Give the entries again exactly, every one of them.

Source records:
BEGIN

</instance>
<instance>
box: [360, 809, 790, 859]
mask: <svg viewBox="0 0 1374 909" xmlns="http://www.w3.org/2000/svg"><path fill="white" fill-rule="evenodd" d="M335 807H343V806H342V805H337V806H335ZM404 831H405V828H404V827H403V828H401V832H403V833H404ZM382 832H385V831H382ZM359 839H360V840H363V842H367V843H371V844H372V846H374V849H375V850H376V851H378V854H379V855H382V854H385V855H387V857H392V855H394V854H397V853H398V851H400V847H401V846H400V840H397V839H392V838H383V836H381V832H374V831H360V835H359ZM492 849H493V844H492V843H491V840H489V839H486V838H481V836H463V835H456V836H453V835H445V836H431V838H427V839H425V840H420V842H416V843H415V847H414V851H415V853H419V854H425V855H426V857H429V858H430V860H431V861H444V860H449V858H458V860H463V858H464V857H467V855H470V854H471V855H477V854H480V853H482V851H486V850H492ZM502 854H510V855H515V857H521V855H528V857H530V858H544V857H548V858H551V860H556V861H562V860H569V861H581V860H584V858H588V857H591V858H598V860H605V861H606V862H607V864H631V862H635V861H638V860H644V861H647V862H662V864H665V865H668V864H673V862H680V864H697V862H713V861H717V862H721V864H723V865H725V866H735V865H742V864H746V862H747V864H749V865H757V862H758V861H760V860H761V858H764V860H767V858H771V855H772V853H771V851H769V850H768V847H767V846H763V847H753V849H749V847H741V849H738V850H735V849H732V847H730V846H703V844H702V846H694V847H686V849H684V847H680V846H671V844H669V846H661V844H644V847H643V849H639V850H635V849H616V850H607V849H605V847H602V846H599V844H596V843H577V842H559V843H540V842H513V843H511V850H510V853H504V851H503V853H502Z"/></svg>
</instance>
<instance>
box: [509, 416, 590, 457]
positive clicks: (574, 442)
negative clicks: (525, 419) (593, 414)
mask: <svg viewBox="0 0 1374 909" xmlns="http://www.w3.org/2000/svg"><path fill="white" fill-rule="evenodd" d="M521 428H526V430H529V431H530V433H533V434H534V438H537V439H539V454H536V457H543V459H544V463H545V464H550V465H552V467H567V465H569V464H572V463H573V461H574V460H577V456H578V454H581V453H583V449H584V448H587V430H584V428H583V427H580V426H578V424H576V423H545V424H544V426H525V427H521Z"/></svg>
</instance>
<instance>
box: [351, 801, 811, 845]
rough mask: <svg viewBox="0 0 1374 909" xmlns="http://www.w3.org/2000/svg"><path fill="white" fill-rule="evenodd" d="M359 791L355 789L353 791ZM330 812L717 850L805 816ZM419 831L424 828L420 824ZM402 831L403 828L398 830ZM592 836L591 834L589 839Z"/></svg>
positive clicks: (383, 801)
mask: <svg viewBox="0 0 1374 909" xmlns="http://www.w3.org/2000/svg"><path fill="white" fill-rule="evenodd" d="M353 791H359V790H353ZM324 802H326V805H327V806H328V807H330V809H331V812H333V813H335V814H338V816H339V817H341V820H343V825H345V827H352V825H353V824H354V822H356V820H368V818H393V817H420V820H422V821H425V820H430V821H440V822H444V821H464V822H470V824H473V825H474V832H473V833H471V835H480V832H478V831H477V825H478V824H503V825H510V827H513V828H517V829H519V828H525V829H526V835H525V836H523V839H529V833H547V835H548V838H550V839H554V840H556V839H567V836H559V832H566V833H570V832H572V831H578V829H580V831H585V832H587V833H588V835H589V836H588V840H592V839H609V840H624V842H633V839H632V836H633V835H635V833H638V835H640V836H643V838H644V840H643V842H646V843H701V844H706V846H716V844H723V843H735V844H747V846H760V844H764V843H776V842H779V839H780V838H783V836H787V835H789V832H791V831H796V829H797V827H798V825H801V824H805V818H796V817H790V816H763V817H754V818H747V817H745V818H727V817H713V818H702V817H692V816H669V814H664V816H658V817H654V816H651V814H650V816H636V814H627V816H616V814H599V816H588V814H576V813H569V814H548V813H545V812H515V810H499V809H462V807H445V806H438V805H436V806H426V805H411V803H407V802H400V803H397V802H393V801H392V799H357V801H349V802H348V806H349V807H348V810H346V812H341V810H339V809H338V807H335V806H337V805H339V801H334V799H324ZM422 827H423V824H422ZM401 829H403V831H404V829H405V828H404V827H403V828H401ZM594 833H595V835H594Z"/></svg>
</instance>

END

--- Response ---
</instance>
<instance>
box: [360, 809, 790, 859]
mask: <svg viewBox="0 0 1374 909" xmlns="http://www.w3.org/2000/svg"><path fill="white" fill-rule="evenodd" d="M335 807H343V806H342V805H337V806H335ZM404 831H405V828H404V827H403V828H401V832H403V833H404ZM382 832H385V831H382ZM359 839H360V840H363V842H367V843H371V844H372V846H374V849H375V850H376V851H378V854H379V855H382V854H385V855H387V857H392V855H394V854H397V853H398V851H400V847H401V846H400V840H397V839H392V838H383V836H381V832H374V831H360V835H359ZM492 849H493V844H492V843H491V840H489V839H486V838H481V836H463V835H456V836H453V835H445V836H431V838H427V839H425V840H420V842H416V843H415V847H414V851H415V853H419V854H425V855H426V857H429V858H430V860H431V861H444V860H449V858H458V860H463V858H464V857H467V855H470V854H471V855H477V854H480V853H482V851H486V850H492ZM502 854H510V855H515V857H521V855H528V857H530V858H544V857H548V858H551V860H556V861H562V860H569V861H581V860H584V858H588V857H591V858H598V860H605V861H606V862H607V864H631V862H635V861H638V860H644V861H647V862H662V864H665V865H668V864H673V862H680V864H697V862H713V861H717V862H721V864H723V865H725V866H735V865H742V864H746V862H747V864H749V865H757V862H758V861H760V860H761V858H764V860H767V858H771V855H772V853H771V851H769V850H768V847H767V846H763V847H753V849H749V847H741V849H738V850H735V849H732V847H730V846H703V844H702V846H694V847H686V849H684V847H680V846H671V844H669V846H661V844H644V847H643V849H639V850H635V849H616V850H607V849H605V847H602V846H599V844H596V843H577V842H559V843H540V842H513V843H511V850H510V853H504V851H503V853H502Z"/></svg>
</instance>
<instance>
box: [509, 416, 590, 457]
positive clicks: (574, 442)
negative clicks: (525, 419) (593, 414)
mask: <svg viewBox="0 0 1374 909" xmlns="http://www.w3.org/2000/svg"><path fill="white" fill-rule="evenodd" d="M521 428H526V430H529V431H530V433H533V434H534V438H537V439H539V454H536V457H543V459H544V463H545V464H550V465H552V467H567V465H569V464H572V463H573V461H574V460H577V456H578V454H581V453H583V449H584V448H587V430H584V428H583V427H580V426H578V424H576V423H545V424H544V426H525V427H521Z"/></svg>
</instance>
<instance>
box: [351, 801, 811, 845]
rough mask: <svg viewBox="0 0 1374 909" xmlns="http://www.w3.org/2000/svg"><path fill="white" fill-rule="evenodd" d="M359 791L355 789L353 791ZM330 812L717 850L805 816ZM419 831L424 828L420 824ZM402 831L403 828L398 830ZM592 836L591 834L589 839Z"/></svg>
positive clicks: (383, 801)
mask: <svg viewBox="0 0 1374 909" xmlns="http://www.w3.org/2000/svg"><path fill="white" fill-rule="evenodd" d="M353 791H359V790H353ZM324 802H326V805H327V806H328V807H330V809H331V812H333V813H335V814H338V816H339V817H341V820H343V825H345V827H352V825H353V824H354V822H356V820H368V818H393V817H420V820H422V821H425V820H430V821H440V822H444V821H464V822H470V824H473V825H474V832H473V833H471V835H480V832H478V831H477V825H478V824H503V825H510V827H513V828H517V829H519V828H525V829H526V835H525V836H523V839H529V833H547V835H548V838H550V839H554V840H556V839H567V836H559V832H566V833H570V832H572V831H578V829H580V831H585V832H587V833H588V835H589V836H588V840H592V839H609V840H624V842H633V839H632V836H633V835H635V833H638V835H640V836H643V838H644V840H643V842H646V843H701V844H706V846H716V844H723V843H735V844H747V846H760V844H764V843H776V842H779V839H780V838H783V836H787V835H789V832H791V831H796V829H797V827H798V825H801V824H805V818H796V817H790V816H763V817H754V818H747V817H745V818H727V817H713V818H702V817H692V816H669V814H664V816H658V817H654V816H651V814H650V816H636V814H627V816H616V814H599V816H588V814H576V813H569V814H548V813H545V812H515V810H499V809H462V807H445V806H438V805H436V806H426V805H411V803H407V802H400V803H397V802H393V801H392V799H357V801H349V802H348V806H349V807H348V810H346V812H341V810H339V809H338V807H335V806H337V805H339V801H334V799H324ZM422 827H423V824H422ZM401 829H403V831H404V829H405V828H404V827H403V828H401ZM594 833H595V835H594Z"/></svg>
</instance>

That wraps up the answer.